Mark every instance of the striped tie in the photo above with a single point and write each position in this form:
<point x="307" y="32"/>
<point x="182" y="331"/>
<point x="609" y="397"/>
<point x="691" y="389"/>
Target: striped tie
==
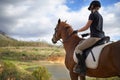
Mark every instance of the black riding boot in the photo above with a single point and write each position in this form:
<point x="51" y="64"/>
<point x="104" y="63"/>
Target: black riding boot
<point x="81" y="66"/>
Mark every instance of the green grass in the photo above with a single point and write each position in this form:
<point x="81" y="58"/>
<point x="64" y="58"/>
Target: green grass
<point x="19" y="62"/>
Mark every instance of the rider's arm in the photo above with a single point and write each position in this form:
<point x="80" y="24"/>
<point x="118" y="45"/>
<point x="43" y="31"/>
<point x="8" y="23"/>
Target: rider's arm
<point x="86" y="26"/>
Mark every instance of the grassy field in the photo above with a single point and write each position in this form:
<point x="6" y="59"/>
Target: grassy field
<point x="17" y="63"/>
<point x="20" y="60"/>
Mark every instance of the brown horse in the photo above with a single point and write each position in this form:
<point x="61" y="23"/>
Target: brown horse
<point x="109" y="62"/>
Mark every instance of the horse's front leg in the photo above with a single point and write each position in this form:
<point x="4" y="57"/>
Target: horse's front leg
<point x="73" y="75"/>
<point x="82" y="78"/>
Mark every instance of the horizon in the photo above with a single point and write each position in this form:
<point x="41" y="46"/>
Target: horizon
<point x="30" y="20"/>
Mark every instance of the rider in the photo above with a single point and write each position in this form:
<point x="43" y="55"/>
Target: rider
---
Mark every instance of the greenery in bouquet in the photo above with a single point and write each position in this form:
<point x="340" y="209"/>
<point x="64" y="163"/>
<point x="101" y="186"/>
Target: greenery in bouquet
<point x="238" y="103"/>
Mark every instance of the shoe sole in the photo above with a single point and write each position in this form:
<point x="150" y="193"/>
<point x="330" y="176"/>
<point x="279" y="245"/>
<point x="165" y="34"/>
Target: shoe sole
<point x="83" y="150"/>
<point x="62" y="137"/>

DIRECTION: Convert the records into a numbered list, beginning at the line that contains "Mark every instance of the striped" and stopping after the line that contains "Target: striped tie". Include both of these lines and omit any blank lines.

ANSWER IN FULL:
1. Mark every instance of the striped tie in the photo above with a single point and write each position in this form:
2. <point x="307" y="32"/>
3. <point x="182" y="331"/>
4. <point x="609" y="397"/>
5. <point x="691" y="389"/>
6. Target: striped tie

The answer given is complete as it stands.